EXCERPT PROVIDED:

----

Peak Detection

The detection module identifies peaks in processed spectra, computes areas by integration, and aligns peaks across multiple samples.

Quick Example

from mioXpektron import detect_peaks_with_area

peaks_df = detect_peaks_with_area(
    mz_values=mz,
    intensities=corrected,
    sample_name="sample_01",
    group="control",
    min_snr=3.0,
    noise_model="mz_binned",
)

Detection Algorithms

Local Maximum Detection

The default method. Finds peaks as local maxima above a noise-based threshold:

from mioXpektron import detect_peaks_with_area, detect_peaks_with_area_v2

# Standard version
peaks = detect_peaks_with_area(
    mz_values=mz,
    intensities=corrected,
    sample_name="sample_01",
    group="control",
    min_snr=3.0,
)

# Enhanced version with additional peak properties
peaks = detect_peaks_with_area_v2(
    mz_values=mz,
    intensities=corrected,
    sample_name="sample_01",
    group="control",
    min_snr=3.0,
    noise_model="mz_binned",
    noise_bins=20,
)

CWT-Based Detection

Uses the Continuous Wavelet Transform for multi-scale peak detection, which is more robust to varying peak widths:

from mioXpektron import detect_peaks_cwt_with_area

peaks = detect_peaks_cwt_with_area(
    mz_values=mz,
    intensities=corrected,
    sample_name="sample_01",
    group="control",
    min_snr=3.0,
)

Noise Estimation

Robust noise estimation using the Median Absolute Deviation (MAD) approach, which excludes peak regions for accurate background noise measurement:

from mioXpektron import robust_noise_estimation

median_noise, std_noise = robust_noise_estimation(corrected)

The default global thresholding path uses a Gaussian-equivalent MAD estimate on positive intensities after masking the measured width of detected peaks plus an additional point margin. This is a robust heuristic for thresholding, not a full physical Poisson detector model.

----

THE INPUT:
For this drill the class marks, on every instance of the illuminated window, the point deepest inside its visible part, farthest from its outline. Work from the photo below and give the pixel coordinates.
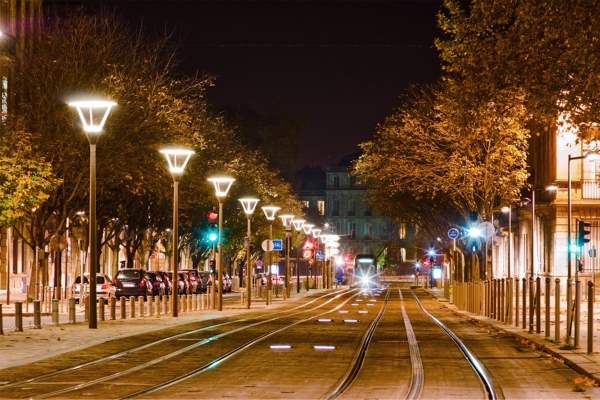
(4, 98)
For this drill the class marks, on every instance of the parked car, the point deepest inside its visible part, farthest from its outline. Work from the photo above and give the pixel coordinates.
(158, 285)
(167, 281)
(205, 280)
(132, 282)
(103, 285)
(195, 280)
(182, 287)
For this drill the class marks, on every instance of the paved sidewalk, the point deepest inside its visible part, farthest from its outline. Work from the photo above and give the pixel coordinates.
(17, 348)
(578, 359)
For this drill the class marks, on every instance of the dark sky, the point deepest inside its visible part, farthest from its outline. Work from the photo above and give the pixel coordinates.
(341, 65)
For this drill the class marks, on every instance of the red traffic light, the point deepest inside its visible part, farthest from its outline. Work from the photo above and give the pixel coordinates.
(212, 216)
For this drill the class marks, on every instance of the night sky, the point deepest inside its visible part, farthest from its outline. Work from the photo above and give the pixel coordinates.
(341, 65)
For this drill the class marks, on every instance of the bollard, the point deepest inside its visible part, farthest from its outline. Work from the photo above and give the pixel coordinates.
(72, 310)
(123, 308)
(132, 306)
(524, 303)
(591, 298)
(86, 314)
(151, 306)
(55, 312)
(113, 308)
(547, 304)
(141, 300)
(37, 315)
(538, 307)
(557, 310)
(101, 308)
(577, 312)
(18, 316)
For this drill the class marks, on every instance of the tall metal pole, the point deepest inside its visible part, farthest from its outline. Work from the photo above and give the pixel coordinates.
(175, 244)
(219, 266)
(93, 324)
(248, 269)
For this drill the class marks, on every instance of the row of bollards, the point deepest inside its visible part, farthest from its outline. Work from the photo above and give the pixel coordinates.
(520, 302)
(154, 306)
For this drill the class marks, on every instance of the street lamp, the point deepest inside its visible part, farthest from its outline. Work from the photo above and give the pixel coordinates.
(222, 185)
(249, 205)
(591, 156)
(270, 212)
(286, 219)
(298, 224)
(307, 230)
(177, 159)
(93, 114)
(316, 233)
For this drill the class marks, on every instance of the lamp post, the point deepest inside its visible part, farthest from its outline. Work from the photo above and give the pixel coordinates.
(93, 114)
(298, 224)
(307, 230)
(249, 205)
(316, 233)
(286, 219)
(222, 185)
(591, 156)
(270, 212)
(177, 159)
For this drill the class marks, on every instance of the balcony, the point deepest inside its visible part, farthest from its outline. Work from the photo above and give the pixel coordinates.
(590, 189)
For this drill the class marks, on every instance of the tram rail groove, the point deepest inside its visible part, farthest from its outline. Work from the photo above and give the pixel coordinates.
(473, 361)
(292, 311)
(196, 371)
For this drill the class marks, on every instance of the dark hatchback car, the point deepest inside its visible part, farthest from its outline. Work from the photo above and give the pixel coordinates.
(158, 286)
(195, 278)
(132, 282)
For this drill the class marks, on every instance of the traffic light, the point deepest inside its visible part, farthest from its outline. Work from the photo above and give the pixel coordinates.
(584, 233)
(213, 218)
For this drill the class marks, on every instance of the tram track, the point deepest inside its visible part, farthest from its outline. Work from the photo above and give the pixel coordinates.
(271, 317)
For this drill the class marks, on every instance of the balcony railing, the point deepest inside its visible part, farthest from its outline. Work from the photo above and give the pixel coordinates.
(590, 189)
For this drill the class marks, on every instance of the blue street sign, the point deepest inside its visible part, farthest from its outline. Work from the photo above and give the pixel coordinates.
(453, 233)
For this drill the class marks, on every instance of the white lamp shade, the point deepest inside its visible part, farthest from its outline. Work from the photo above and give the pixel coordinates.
(307, 228)
(298, 224)
(249, 205)
(93, 113)
(286, 219)
(222, 184)
(177, 158)
(270, 212)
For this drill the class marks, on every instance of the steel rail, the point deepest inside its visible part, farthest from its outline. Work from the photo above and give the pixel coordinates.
(473, 361)
(166, 339)
(191, 347)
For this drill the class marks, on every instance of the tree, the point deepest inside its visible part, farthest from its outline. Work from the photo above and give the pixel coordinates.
(547, 50)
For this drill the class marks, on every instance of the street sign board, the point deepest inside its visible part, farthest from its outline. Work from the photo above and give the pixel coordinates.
(265, 245)
(453, 233)
(307, 254)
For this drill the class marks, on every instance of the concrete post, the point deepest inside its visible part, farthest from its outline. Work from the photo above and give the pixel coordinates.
(123, 308)
(37, 316)
(18, 316)
(55, 312)
(101, 315)
(113, 308)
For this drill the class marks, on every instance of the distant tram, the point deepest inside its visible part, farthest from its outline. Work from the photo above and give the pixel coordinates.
(365, 271)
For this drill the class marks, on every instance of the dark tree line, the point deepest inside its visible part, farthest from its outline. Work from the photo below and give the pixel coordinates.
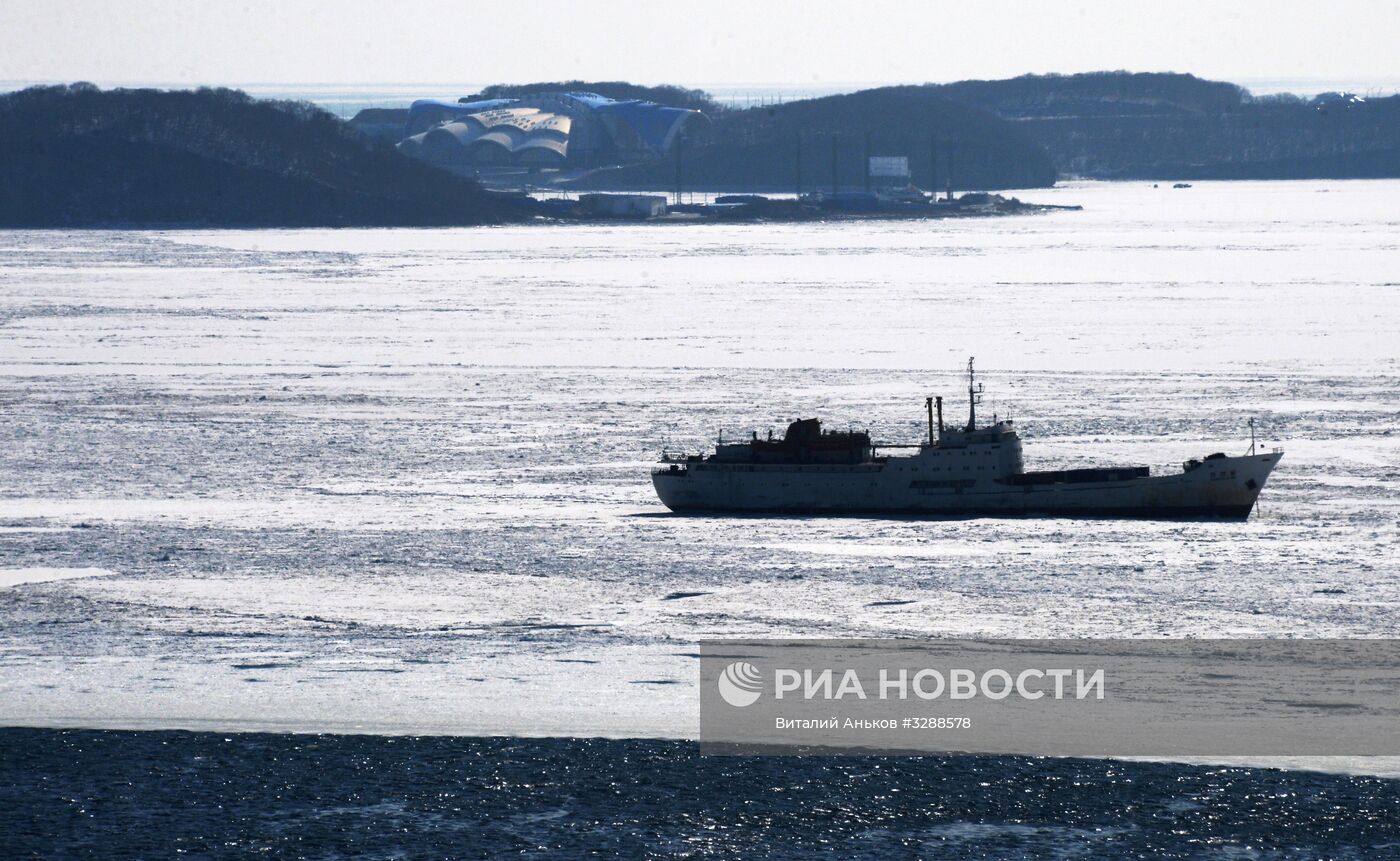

----

STATED PROBLEM 1:
Summarize the peak detection page in two sentences.
STATED PROBLEM 2:
Display each line of the records in which the word "illuminated" appears.

FINAL ANSWER 1:
The detection module identifies peaks in processed spectra, computes their areas by integration, and aligns them across multiple samples. It offers a default local-maximum method with a noise-based threshold, a Continuous Wavelet Transform method that is more robust to varying peak widths, and a Median Absolute Deviation noise estimate that excludes peak regions and serves as a robust thresholding heuristic rather than a full physical Poisson detector model.

FINAL ANSWER 2:
For this drill the class marks, on every instance of the illuminated window, the point deepest inside its visible part, farthest from its outline. Work from the photo below and give the pixel coordinates.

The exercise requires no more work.